§ **Data under study**:
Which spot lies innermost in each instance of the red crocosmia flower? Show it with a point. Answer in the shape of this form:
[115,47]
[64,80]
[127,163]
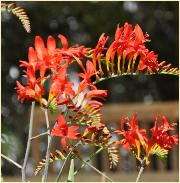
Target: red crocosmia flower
[60,85]
[93,104]
[29,94]
[87,77]
[97,52]
[62,130]
[32,60]
[150,62]
[63,41]
[160,136]
[129,44]
[134,137]
[102,94]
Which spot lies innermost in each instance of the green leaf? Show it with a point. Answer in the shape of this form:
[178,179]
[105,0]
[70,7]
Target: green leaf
[71,172]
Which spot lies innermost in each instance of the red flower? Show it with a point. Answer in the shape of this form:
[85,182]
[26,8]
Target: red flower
[160,136]
[133,137]
[65,132]
[129,44]
[96,94]
[60,85]
[87,77]
[29,94]
[97,52]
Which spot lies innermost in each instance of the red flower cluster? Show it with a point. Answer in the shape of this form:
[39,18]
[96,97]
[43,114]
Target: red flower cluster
[43,60]
[52,62]
[136,139]
[62,130]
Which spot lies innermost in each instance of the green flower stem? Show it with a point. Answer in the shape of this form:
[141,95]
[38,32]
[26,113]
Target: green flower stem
[10,160]
[90,158]
[67,157]
[28,143]
[139,174]
[37,136]
[95,169]
[44,177]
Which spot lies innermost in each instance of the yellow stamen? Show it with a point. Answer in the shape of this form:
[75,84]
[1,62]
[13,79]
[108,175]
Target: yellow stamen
[134,60]
[129,63]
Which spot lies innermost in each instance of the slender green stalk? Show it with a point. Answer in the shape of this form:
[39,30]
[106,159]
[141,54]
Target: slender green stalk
[67,157]
[90,158]
[44,177]
[139,174]
[95,169]
[10,160]
[28,143]
[37,136]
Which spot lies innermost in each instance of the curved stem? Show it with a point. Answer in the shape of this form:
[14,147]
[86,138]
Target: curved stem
[139,174]
[44,177]
[98,171]
[10,160]
[90,158]
[67,157]
[28,142]
[37,136]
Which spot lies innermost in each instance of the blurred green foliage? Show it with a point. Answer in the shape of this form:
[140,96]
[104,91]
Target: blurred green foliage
[83,23]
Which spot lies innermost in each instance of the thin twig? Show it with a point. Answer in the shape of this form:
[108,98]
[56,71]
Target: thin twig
[37,136]
[10,160]
[90,158]
[139,174]
[67,157]
[44,177]
[95,169]
[28,142]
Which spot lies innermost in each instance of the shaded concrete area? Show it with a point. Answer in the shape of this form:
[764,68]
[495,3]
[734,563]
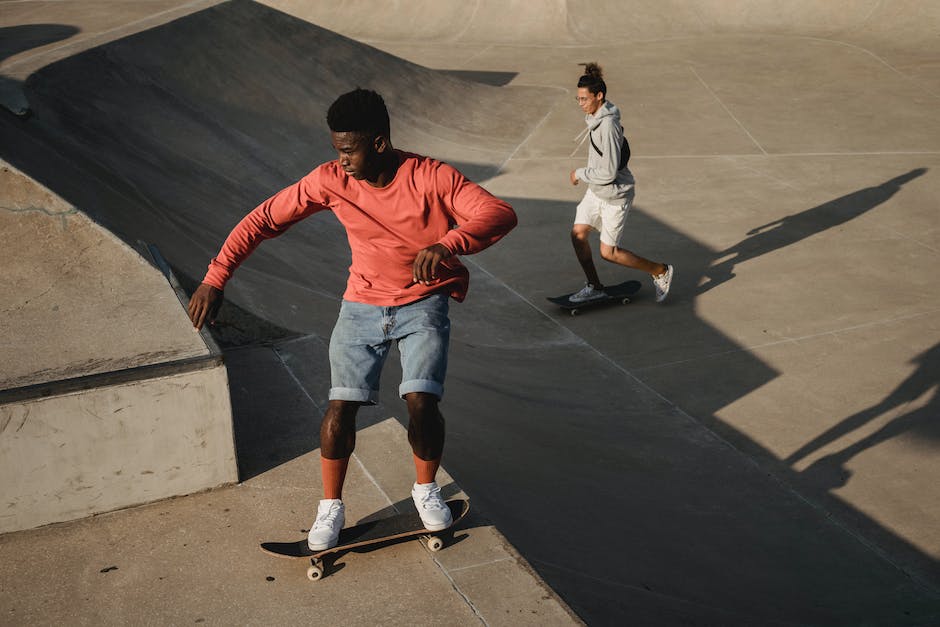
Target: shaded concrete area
[758,450]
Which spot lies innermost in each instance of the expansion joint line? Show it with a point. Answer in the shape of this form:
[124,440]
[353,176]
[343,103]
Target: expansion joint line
[727,110]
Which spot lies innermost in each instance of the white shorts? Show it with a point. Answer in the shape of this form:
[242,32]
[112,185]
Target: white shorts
[606,216]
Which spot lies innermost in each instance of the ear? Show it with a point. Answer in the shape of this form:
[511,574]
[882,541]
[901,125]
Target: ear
[380,144]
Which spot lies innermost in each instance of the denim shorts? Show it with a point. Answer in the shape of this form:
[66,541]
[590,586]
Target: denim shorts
[363,336]
[606,216]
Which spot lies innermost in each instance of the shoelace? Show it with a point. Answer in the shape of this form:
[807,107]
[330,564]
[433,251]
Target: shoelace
[428,500]
[326,519]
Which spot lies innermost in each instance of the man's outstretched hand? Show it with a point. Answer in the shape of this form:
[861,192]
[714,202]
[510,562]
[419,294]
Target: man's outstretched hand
[425,266]
[204,305]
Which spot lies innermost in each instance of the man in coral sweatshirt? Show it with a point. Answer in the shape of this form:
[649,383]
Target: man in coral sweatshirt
[407,218]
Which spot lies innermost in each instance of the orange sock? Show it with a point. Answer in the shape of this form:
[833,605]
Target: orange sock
[426,469]
[334,474]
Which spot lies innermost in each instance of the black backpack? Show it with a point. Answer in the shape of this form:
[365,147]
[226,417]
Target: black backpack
[624,151]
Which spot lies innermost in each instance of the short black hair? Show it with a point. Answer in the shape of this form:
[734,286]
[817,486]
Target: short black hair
[359,111]
[593,79]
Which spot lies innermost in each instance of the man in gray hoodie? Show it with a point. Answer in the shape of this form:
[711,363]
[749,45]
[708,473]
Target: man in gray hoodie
[610,192]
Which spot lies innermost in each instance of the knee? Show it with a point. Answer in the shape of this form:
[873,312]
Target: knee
[421,405]
[340,413]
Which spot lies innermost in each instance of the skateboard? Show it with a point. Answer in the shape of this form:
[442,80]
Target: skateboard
[621,291]
[393,528]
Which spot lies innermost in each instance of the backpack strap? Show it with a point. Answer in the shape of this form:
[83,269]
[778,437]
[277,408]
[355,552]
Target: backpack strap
[624,150]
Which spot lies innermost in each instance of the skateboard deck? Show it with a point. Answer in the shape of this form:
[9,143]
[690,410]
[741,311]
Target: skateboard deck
[398,527]
[620,292]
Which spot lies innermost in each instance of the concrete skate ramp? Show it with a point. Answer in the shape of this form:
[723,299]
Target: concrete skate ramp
[691,463]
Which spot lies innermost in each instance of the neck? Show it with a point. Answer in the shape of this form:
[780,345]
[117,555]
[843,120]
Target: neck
[386,169]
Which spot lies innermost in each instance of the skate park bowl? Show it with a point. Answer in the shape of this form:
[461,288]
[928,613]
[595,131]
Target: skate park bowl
[760,449]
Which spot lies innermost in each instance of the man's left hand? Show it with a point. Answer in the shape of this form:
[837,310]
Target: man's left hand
[425,266]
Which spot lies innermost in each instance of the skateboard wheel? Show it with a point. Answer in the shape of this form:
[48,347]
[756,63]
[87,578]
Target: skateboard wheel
[314,573]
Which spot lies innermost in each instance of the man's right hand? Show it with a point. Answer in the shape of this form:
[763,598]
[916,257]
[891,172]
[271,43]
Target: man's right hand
[204,305]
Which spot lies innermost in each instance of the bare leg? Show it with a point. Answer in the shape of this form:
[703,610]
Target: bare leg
[338,429]
[425,426]
[626,258]
[582,249]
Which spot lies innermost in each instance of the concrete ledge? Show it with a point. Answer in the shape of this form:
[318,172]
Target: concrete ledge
[73,455]
[195,559]
[112,400]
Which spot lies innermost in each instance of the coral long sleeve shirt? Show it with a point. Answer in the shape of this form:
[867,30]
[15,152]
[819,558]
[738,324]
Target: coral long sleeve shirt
[428,202]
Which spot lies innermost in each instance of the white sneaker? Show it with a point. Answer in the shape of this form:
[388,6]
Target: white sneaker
[331,516]
[662,283]
[587,293]
[431,507]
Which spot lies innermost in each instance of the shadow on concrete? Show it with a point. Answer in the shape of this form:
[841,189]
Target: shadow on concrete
[791,229]
[830,472]
[17,39]
[625,503]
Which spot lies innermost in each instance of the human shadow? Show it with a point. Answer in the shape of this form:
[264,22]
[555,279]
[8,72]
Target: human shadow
[830,472]
[790,229]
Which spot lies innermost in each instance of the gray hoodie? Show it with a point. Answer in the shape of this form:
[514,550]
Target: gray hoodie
[601,173]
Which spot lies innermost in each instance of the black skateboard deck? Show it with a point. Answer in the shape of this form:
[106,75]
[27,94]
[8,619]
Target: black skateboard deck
[398,527]
[620,292]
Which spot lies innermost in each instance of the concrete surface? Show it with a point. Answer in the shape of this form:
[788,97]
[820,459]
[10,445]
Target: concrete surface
[196,560]
[119,403]
[758,450]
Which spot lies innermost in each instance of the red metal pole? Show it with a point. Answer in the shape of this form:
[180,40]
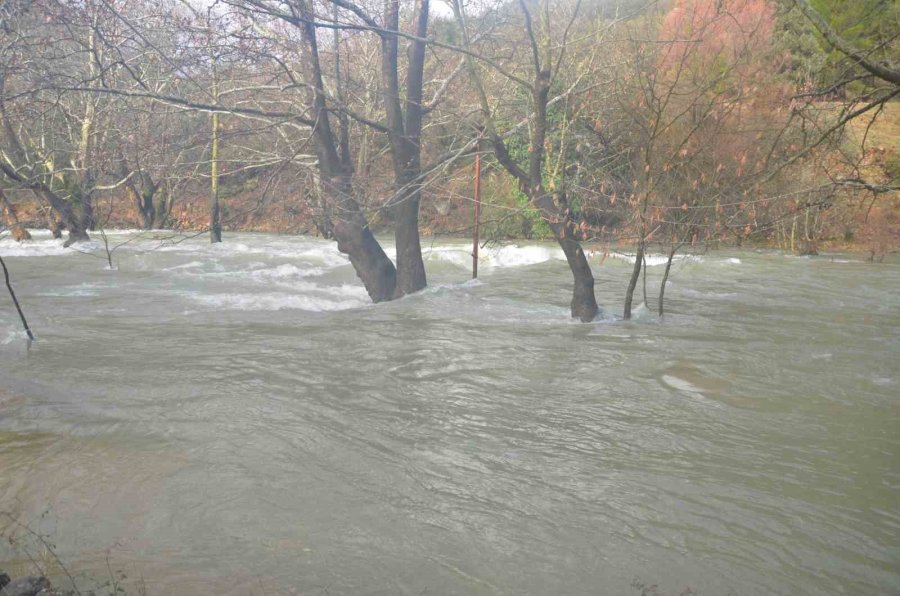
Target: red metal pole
[477,215]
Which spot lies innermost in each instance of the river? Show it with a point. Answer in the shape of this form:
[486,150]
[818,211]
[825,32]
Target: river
[238,419]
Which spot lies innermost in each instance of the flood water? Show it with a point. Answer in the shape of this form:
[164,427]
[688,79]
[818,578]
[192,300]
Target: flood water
[238,419]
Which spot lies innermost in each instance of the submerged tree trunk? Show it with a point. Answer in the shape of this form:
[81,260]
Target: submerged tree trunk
[351,230]
[355,239]
[632,283]
[215,223]
[662,287]
[19,233]
[404,134]
[410,267]
[584,303]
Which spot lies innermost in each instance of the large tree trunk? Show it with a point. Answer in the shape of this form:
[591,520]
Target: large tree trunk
[584,303]
[19,233]
[355,239]
[351,230]
[404,134]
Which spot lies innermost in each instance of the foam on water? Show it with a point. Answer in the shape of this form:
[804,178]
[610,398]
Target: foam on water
[286,271]
[313,299]
[656,260]
[33,248]
[511,255]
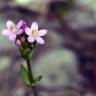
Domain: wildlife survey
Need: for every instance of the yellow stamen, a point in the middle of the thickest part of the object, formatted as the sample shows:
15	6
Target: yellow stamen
13	28
35	33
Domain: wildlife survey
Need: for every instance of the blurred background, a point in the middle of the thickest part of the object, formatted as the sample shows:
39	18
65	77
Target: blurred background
67	61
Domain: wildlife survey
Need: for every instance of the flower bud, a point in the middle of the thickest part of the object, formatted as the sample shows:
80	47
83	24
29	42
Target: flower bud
18	42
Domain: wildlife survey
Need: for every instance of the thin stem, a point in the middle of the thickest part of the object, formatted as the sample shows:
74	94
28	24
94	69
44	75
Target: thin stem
31	77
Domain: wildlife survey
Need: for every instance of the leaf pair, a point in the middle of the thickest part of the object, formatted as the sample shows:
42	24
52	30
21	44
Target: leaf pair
26	77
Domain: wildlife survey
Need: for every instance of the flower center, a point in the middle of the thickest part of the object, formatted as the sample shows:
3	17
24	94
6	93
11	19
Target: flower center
13	28
35	33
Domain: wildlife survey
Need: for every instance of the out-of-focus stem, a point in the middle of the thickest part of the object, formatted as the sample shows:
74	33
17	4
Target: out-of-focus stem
31	77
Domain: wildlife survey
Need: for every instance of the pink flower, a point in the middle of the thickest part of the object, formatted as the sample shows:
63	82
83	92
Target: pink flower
18	42
12	29
34	34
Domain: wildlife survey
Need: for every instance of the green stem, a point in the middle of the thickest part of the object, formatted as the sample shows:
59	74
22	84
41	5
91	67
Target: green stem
31	77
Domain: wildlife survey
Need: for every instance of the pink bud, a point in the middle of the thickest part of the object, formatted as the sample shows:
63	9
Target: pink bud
18	42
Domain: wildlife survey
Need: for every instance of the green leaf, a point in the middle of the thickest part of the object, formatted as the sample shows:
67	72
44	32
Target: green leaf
25	74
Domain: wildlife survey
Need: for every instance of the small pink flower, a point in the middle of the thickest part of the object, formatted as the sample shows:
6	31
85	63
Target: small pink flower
18	42
34	34
12	29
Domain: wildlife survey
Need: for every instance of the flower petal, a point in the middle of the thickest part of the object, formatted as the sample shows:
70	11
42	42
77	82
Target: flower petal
6	32
19	24
9	24
34	26
31	39
28	31
40	40
19	31
42	32
12	37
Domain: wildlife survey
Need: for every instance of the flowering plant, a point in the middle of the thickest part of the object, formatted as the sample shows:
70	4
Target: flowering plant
26	39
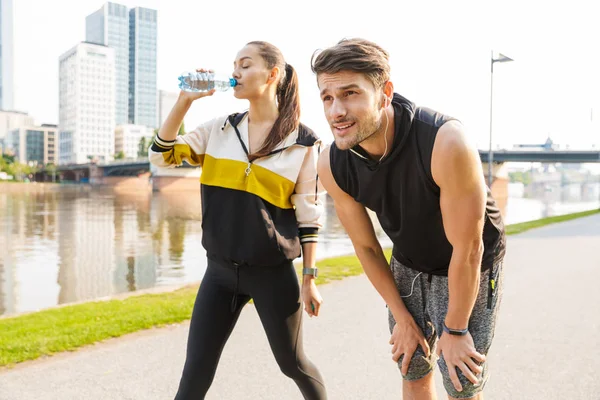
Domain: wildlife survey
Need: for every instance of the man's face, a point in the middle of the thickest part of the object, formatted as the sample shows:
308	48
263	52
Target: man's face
352	107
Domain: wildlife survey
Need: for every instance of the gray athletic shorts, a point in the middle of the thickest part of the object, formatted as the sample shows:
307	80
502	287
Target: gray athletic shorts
428	304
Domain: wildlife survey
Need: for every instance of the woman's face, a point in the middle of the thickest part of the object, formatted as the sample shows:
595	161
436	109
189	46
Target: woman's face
252	74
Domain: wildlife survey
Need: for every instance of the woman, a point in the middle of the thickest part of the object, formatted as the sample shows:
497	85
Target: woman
260	208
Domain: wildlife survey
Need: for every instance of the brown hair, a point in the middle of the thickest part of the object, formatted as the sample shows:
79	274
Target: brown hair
357	55
288	99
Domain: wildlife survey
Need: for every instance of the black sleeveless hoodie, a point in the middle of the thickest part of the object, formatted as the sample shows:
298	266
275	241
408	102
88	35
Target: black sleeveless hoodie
401	191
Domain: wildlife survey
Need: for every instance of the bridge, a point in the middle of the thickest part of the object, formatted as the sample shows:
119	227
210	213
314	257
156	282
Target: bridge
139	174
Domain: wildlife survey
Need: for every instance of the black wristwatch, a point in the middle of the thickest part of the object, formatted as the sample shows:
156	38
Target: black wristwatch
457	332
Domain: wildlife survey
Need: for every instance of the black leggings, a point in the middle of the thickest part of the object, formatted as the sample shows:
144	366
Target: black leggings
276	296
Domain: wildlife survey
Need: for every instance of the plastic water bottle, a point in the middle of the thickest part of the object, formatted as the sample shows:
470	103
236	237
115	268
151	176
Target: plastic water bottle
205	81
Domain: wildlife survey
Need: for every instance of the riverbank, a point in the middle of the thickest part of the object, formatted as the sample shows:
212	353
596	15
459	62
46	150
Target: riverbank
66	328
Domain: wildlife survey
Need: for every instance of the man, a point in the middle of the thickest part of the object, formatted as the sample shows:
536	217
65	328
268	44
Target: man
416	170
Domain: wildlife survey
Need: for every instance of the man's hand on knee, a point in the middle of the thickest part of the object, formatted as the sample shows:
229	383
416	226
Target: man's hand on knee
406	336
459	352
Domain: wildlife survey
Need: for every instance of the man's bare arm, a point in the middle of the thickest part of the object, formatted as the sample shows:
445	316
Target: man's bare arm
456	168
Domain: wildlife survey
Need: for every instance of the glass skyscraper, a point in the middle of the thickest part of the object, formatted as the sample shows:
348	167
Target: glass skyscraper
142	66
110	26
132	34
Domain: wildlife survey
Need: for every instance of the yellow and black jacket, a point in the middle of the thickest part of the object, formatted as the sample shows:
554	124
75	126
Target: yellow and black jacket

§ **Assignment**:
Which lines in the records contain the word "jacket"? Copy each one.

§ **Final answer**:
Need: for every instance of the yellow and black jacket, a point in the middle of the thickest part of the object, formatted as the sample shows:
Target: yellow and black jacket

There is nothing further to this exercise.